YOUR ASSIGNMENT → Copy the lines exactly. Begin at the first line of the data and stop after the line with "sample | (159,7)".
********************
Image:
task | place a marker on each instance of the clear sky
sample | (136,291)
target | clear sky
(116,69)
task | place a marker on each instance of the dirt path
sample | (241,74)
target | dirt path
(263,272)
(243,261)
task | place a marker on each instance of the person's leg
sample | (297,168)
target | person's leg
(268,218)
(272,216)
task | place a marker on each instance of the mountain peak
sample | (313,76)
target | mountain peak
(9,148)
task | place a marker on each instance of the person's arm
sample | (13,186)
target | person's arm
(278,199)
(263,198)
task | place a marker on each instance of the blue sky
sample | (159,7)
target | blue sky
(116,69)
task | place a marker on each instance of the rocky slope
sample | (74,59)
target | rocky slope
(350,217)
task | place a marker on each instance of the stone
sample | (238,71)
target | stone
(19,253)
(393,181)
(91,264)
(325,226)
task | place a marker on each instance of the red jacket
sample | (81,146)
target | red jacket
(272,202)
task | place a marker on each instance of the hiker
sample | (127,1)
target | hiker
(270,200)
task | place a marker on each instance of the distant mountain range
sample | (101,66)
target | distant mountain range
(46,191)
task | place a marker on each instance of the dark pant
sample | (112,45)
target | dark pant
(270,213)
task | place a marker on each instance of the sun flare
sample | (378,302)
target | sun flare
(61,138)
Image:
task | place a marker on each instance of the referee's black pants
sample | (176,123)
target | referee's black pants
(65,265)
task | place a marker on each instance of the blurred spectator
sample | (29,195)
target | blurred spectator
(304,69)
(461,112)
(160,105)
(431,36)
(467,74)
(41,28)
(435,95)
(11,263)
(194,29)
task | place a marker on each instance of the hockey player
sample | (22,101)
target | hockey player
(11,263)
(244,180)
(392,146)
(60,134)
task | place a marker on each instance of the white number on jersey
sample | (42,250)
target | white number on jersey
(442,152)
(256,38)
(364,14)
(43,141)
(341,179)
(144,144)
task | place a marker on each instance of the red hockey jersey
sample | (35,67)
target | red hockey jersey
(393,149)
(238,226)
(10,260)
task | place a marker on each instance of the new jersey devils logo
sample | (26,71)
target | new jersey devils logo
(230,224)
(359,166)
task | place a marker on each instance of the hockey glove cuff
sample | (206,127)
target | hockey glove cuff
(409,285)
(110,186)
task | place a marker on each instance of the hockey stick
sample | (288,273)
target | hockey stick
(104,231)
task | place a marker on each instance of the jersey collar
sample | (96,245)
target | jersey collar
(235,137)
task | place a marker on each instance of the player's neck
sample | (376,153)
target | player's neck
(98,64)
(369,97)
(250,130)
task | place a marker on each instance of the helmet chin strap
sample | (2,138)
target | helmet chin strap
********************
OUTPUT OF THE TASK →
Image:
task | place a marker on each instance of the clear sky
sample | (136,291)
target | clear sky
(116,69)
task | place a marker on each instance of the dirt path
sample | (241,74)
target | dirt path
(263,272)
(243,261)
task | place a marker on each instance of the person's leg
sample | (297,168)
target | person's leg
(268,218)
(272,216)
task | place a marker on each instance of the mountain peak
sample | (313,76)
target | mountain peak
(9,148)
task | place a marker on each instance of the person's arm
sample | (13,186)
target | person's arm
(278,199)
(263,198)
task | place a marker on each instance of the blue sky
sample | (159,7)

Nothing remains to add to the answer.